Text section:
━━━━━━━━━━

Future of work
There is a lot of work in the future. I believe so, despite all the promises of AI replacing us, humans. What I foresee is creativity amplified at scale.
AI is enabling what was impossible just a couple of years back. I recently built a space game in a week using Claude 4.5 thinking model. It is a fully 3d engine where you may explore distant stars and assemble them in a constellation. I’m especially proud of the terrestrial planets generation and the Dyson swarm.
This project lived in my head for a decade. Now I have a tangible prototype, and it helps me connect with people who might make it a reality one day. AI empowered me to do that: open a door for a new, exciting opportunity.
Of course, in the process of building the prototype, I refined my thinking using an AI feedback loop, and the final product is so much better for it. The outcome is co-creation with AI, not just the implementation of my idea as is.

━━━━━━━━━━

The data:

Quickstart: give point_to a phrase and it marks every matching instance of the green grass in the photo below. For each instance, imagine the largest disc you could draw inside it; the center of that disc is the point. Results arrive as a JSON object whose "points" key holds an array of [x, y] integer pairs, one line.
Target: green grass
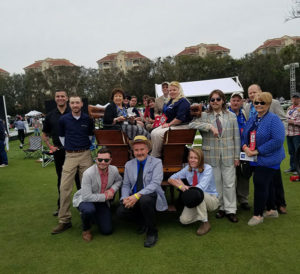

━━━━━━━━━━

In the future-of-work text above, how long did building the space game take?

A week.